WHAT TO WORK ON - Every line from the one with "Would you mind tagging the dirt" to the final line of the listing below should be repeated exactly, and only those.

DATA -
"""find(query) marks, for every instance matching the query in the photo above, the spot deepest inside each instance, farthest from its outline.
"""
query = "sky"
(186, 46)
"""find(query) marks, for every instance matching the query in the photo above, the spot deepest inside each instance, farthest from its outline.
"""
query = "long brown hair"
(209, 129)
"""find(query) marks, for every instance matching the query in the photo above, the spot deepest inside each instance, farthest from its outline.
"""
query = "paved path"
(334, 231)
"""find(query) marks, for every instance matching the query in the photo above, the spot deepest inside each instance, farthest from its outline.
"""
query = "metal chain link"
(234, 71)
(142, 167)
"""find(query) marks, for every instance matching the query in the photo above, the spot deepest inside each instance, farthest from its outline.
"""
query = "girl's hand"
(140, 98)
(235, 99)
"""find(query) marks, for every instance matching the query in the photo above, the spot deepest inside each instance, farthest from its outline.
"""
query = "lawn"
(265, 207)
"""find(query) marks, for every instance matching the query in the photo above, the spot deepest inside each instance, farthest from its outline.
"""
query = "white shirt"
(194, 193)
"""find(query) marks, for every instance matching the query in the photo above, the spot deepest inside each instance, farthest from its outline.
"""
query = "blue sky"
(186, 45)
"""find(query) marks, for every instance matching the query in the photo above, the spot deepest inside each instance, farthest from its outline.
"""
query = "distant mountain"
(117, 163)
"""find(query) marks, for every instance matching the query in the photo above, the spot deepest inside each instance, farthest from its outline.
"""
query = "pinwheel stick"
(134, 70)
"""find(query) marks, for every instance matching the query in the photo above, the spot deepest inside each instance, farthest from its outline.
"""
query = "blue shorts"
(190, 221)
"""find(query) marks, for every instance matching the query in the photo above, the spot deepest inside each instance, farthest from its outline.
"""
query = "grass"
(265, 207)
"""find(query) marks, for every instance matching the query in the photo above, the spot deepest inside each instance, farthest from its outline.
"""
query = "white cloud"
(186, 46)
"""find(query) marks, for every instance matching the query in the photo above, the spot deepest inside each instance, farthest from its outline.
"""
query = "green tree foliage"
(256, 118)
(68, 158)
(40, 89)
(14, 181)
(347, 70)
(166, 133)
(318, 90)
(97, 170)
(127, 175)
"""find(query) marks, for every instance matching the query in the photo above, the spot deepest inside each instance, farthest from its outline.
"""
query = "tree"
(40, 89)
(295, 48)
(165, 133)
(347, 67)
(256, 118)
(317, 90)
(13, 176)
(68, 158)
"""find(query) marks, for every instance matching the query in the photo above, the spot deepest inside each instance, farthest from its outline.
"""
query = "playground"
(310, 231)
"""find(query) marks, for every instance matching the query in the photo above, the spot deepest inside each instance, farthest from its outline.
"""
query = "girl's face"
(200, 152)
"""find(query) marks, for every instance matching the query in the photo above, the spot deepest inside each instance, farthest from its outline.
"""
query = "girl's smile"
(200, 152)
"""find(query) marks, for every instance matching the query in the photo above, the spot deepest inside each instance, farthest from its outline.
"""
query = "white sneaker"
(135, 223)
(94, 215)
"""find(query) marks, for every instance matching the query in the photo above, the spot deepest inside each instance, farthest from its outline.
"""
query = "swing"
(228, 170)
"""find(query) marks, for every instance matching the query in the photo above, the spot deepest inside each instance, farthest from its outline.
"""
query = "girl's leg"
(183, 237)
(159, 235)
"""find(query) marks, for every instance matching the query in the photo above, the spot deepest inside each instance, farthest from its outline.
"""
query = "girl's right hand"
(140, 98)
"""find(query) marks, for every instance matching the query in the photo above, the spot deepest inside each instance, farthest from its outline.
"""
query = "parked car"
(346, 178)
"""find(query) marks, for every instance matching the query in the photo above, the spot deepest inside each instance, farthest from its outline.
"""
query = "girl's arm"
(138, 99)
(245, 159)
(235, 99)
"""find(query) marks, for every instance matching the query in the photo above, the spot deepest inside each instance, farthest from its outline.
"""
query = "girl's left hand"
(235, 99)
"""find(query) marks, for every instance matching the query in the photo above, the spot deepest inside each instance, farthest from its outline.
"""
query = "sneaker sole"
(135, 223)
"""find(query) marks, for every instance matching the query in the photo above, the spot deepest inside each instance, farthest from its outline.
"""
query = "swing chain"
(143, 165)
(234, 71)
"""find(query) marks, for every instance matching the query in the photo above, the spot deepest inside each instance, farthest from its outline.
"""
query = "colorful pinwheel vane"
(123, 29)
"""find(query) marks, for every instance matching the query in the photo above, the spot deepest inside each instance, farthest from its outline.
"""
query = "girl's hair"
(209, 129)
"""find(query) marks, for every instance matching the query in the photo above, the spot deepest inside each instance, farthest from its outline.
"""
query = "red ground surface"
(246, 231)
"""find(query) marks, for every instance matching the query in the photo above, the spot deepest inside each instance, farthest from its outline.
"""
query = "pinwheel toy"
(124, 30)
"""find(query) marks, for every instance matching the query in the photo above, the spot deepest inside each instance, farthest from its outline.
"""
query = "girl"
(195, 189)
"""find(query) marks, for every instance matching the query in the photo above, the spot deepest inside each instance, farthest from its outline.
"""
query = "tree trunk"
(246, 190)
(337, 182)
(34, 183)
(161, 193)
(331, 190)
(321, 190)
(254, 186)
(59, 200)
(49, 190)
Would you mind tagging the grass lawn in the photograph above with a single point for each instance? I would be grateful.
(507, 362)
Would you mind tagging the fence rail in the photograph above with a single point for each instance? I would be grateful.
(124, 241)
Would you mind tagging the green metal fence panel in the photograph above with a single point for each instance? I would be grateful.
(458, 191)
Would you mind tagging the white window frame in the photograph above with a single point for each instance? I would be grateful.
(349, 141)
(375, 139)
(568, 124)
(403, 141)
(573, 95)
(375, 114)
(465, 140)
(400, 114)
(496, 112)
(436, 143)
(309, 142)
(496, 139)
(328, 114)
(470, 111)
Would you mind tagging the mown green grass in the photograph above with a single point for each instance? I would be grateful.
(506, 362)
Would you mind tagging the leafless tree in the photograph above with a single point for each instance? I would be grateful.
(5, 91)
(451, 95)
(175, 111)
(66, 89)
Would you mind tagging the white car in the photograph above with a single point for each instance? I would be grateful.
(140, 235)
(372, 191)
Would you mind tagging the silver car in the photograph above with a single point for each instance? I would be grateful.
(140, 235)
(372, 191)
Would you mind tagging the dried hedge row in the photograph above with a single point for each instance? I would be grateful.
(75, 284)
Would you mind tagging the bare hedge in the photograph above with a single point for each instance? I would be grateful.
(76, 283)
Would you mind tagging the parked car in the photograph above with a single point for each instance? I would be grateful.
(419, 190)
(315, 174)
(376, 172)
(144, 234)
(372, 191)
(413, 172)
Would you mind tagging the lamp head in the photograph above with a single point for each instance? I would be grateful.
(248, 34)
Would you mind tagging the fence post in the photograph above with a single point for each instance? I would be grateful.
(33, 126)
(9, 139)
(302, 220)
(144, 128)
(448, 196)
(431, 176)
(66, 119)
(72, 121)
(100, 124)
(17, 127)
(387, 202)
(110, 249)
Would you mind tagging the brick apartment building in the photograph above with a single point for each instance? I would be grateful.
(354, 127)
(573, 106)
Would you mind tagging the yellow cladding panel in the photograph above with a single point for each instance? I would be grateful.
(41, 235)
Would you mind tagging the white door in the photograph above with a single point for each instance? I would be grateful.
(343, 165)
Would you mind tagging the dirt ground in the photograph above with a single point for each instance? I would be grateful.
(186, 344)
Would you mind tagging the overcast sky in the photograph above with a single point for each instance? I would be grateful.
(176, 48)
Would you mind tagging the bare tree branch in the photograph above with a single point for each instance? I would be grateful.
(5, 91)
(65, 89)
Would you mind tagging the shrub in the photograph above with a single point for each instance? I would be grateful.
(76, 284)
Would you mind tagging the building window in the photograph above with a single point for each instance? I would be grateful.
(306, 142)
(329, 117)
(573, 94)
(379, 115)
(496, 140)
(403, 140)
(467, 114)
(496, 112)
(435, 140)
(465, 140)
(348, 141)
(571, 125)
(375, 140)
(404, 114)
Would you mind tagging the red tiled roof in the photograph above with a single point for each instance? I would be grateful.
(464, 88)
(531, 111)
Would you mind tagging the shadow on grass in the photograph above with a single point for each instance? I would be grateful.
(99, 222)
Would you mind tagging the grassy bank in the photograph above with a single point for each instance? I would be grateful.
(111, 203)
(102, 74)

RESPONSE BELOW -
Would you mind tagging the dirt ground in the photograph above with a single point for each instance? I would be grateful.
(186, 344)
Would you mind tagging the overcast sky in the photograph above with a single point for each instance? I would be grateful.
(176, 48)
Would you mind tagging the bare tree branch in the photograph above with a single point for each instance? I would be grateful.
(5, 91)
(65, 89)
Would you mind tagging the shrub in the photograph above with a single point for each instance? I would be grateful.
(76, 284)
Would you mind tagging the building window in the photograph above with a single point for each instance? I would be grateful.
(306, 142)
(329, 117)
(573, 94)
(379, 115)
(496, 140)
(403, 140)
(467, 114)
(496, 112)
(435, 140)
(465, 140)
(348, 141)
(571, 125)
(375, 140)
(404, 114)
Would you mind tagging the red tiled roof in the photograph above with a single point for each instance? I would be grateful.
(464, 88)
(531, 111)
Would you mind tagging the shadow on grass in the photograph above with a single point for each instance? I would be grateful.
(99, 222)
Would you mind tagging the grassy bank in the photograph above with a single point for each instance? I would be grateful.
(111, 203)
(102, 74)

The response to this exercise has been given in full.